STUDY TEXT:
The Cox regression model was performed using raw mortality and tumor-specific mortality. The time of overall survival was expressed in months, and the independent variables (KRAS, NRAS, all-RAS, BRAF, RAS-BRAF, PIK3CA, all genes, pT, pN, M) were stratified in age groups: 32–45 (N = 60), 46–64 (N = 440), and 65–98 (N = 491). Evaluation of the impact of all independent variables on prognosis was calculated regardless the type of treatment (EGFR inhibition or others) administered to patients. Kaplan–Meier estimates were executed through stratification by mutation data. The above-mentioned variables (mutational status, survivals, pT, pN, M) were included in a logistic regression for multivariate analysis by Pearson’s Chi Square test. The exact coefficient for sample proportion analysis was performed to determine whether there was any significant difference (below 0.05 level) between considering a mutated gene alone and considering mutations in multiple genes. All analyses were performed using the statistical package SPSS/7.5 per Windows.

Genomic DNA from primary tumour tissues of 1284 consecutively-collected patients with metastatic colorectal carcinoma (mCRC), originating from different geographical areas within Sardinia island, was screened for somatic mutations in KRAS, NRAS, BRAF, and PIK3CA genes. As reported in Table 1, the most frequent anatomical site and degree of differentiation of the primary tumour were the left colon (516; 40 %) and the moderately differentiated grade (1041; 81 %), respectively. The median age was 64 years (range, 32-88 years), with a preponderance of males (772; 60 %) (Table 1). At the time of diagnosis, minority of patients presented with localized disease (AJCC stage II: 286; 22 %) (Table 1).

WHAT YOU HAVE TO DO:
Carry on the colorectal cancer mutation study text, starting right after its last sentence.

[Image-grounded pointing data]
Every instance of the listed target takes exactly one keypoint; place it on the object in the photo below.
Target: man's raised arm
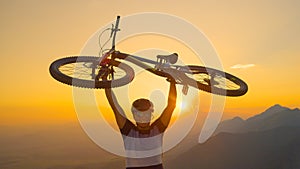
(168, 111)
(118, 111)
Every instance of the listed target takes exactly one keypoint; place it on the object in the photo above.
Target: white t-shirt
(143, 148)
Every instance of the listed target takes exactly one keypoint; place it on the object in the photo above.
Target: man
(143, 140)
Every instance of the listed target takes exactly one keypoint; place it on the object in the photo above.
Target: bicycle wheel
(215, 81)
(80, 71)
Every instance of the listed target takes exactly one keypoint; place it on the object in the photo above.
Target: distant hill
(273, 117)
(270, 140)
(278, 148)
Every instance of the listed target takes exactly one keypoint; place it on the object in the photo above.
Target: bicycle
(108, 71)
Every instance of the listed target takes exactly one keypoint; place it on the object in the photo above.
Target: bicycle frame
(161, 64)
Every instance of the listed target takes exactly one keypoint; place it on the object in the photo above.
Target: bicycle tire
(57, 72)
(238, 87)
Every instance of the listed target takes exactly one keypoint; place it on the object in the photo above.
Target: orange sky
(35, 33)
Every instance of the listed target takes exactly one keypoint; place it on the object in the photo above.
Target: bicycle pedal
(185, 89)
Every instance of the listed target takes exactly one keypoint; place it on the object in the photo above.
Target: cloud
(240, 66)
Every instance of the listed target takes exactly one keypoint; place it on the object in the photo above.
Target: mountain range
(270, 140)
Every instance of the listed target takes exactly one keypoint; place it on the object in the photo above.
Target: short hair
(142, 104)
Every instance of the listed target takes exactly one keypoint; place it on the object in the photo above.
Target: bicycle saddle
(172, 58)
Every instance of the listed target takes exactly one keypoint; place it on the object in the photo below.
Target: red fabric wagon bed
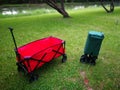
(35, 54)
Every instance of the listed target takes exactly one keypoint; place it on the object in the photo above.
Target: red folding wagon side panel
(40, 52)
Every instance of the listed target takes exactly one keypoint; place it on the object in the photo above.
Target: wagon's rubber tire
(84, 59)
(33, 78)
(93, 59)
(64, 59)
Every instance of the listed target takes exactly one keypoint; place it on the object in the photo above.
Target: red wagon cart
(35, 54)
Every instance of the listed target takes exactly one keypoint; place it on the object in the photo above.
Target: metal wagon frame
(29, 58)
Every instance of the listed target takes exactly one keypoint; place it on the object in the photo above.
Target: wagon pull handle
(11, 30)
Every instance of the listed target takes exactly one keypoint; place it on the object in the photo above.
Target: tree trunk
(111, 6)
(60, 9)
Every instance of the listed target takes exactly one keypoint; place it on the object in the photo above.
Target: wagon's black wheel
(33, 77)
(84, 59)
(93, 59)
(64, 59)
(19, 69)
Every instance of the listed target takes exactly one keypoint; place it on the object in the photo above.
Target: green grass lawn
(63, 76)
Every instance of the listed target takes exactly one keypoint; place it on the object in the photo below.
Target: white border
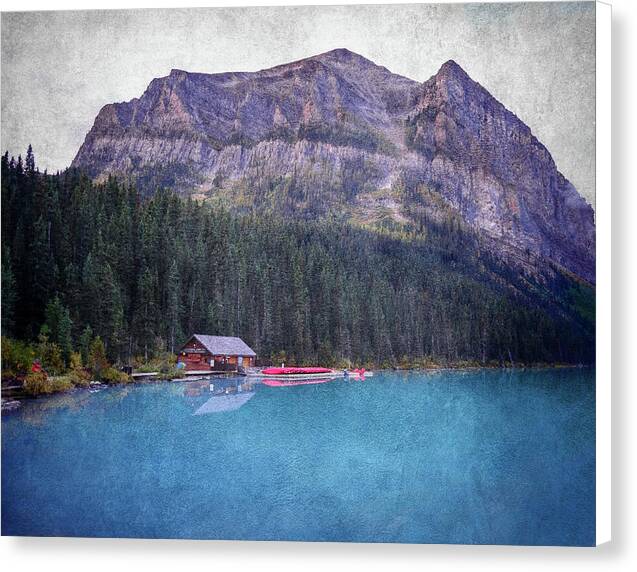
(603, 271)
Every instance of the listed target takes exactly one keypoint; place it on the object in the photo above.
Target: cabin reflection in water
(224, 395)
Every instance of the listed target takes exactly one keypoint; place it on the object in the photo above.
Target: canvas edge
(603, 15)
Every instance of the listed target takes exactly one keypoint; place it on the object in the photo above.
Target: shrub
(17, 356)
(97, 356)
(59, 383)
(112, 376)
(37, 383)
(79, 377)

RESULT FOR THIS EXERCISE:
Pyrosequencing assays were conducted for identification of mutations in the exons 2, 3 and 4 of both the KRAS and NRAS oncogenes as well as in the exon 15 of the BRAF oncogene. Somatic mutations in these genes were detected in 537 of 1284 (41.8 %) primary tumours: 457 (35.6 %) KRAS, 53 (4.1 %) NRAS, and 27 (2.1 %) BRAF mutations. Overall, no concurrent mutations of KRAS, NRAS, and BRAF genes were detected. Six patients had two mutations in KRAS gene: G12C and Q61H, G12D and Q61L, G12D and Q61H, G12 V and Q61H, G12 V and Q61R, G13 V and Q61H. In Fig. 1, spectrum and distribution of the 543 mutations identified is shown. The codon 12 of KRAS (345/463; 74.5 %) and the codon 61 of NRAS (25/53; 47 %) were the most affected in our series (Additional file 1: Table S1). For BRAF, all 27 patients carrying a mutation in this gene presented the substitution of valine by a glutamic acid at position 600 (V600E), which has been widely demonstrated to account for vast majority of the BRAF mutations reported in literature (Fig. 1; Additional file 1: Table S1) [32, 33].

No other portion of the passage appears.